Exercise task A: How many people attended the company training in Orlando, according to the blog excerpt?
Exercise task B: Print the stretch of the blog excerpt from "Thursday, June 30, 2016" through "an alternate attack.".
Exercise task C: Translate this sentence from the blog excerpt into Spanish: "The 300-gram size is much more effective, both in the burn and the actual smoke."
═══ Passage ═══
My Artillery shells - Last two remaining. Two were launched, on a D12-0 plus E9-4 combo, each. Stabilization wasn't perfect, as each rose at an angle. Each broke a good thousand feet up and the effect lasted for almost a minute as the wind carried the firefly stars slowly back towards us. Video will be posted later. Here's an example, which turned out vertical on Youtube. I'll fix it later.

Wax-based Smoke Bombs - 100 gram size makes too little smoke for taste, and for 3 straight minutes. The 300-gram size is much more effective, both in the burn and the actual smoke.

R-candy equivalent smoke bomb - Actually flew up 30 feet and burned up in just a few heart-pounding seconds. Perhaps adding a wide-throated nozzle was a bad idea.

All In cake - great as usual. New this year was Evil, with amazingly wide breaks for such a small, cheap ($4.50) cake.

Thursday, June 30, 2016

Life updates and new things learned

After Toorcamp I went to company training, held in Orlando. There were 1800 people here, all associates, senior associates, and managers. I met many cool people, went on my first rollercoaster at Seaworld (and then six times more the next day on different rollercoasters at a different theme park), discovered that Moshiach has come in the form of kosher food, and did a bunch of networking. All in all, a useful exercise. Oh, there were also daily courses that had a nice bit of useful information.

New things learned: May 1, MSFT released a tool called LAPS which mitigates the effect of Pass-the-Hash attacks against Active Directory - based networks. Read about it here. However, there's an interesting attack I need to read about for privilege escalation on Windows boxen, which could help as an alternate attack.

Note-taking tools: Google Keep and Toodledo. Keep sounds nice, and Toodledo is useful too.

Monday, June 20, 2016

Updates on Toorcamp slides and Kali Linux Persistence

I didn't work on the slides today, on account of a lovely long bike ride. I'll work on them this week after each day's training (in Orlando) is over.

Just now I set up persistence on a live kali USB for the first time. It's the Kali Rolling distribution of Kali Light, which by default installs virtually nothing. The USB key is 32GB capacity, which can be had for 10 bucks or so on Amazon. You can get the top 10 tools, which cover the majority of good stuff, with kali-linux-top10, which is 1.5 GB when installed. Then I spent way too much time messing with pulseaudio and alsa to get the sound working. Turns out that for some reason the sound on this specific release of Kali comes muted. Here are the steps I followed:

1. Install alsa-mixer with: apt-get install alsa-mixer -y
2. Run the following and create it as a launcher (for now): amixer sset Master unmute
3. Open the Pulseaudio Volume Control. In my case there are two options in the Playback tab for the playback - "Built-in Audio Digital Stereo (HMDI)" which does not work, and "Built-In Audio Analog Stereo" which does work. I selected the second option and finally things worked.
═══ Recorded data ═══
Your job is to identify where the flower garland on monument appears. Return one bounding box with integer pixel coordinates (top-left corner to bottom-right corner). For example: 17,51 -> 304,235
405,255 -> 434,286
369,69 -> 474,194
═══
Exercise response A: 1800 people

Exercise response B:
Thursday, June 30, 2016

Life updates and new things learned

After Toorcamp I went to company training, held in Orlando. There were 1800 people here, all associates, senior associates, and managers. I met many cool people, went on my first rollercoaster at Seaworld (and then six times more the next day on different rollercoasters at a different theme park), discovered that Moshiach has come in the form of kosher food, and did a bunch of networking. All in all, a useful exercise. Oh, there were also daily courses that had a nice bit of useful information.

New things learned: May 1, MSFT released a tool called LAPS which mitigates the effect of Pass-the-Hash attacks against Active Directory - based networks. Read about it here. However, there's an interesting attack I need to read about for privilege escalation on Windows boxen, which could help as an alternate attack.

Exercise response C: El tamaño de 300 gramos es mucho más eficaz, tanto en la combustión como en el humo en sí.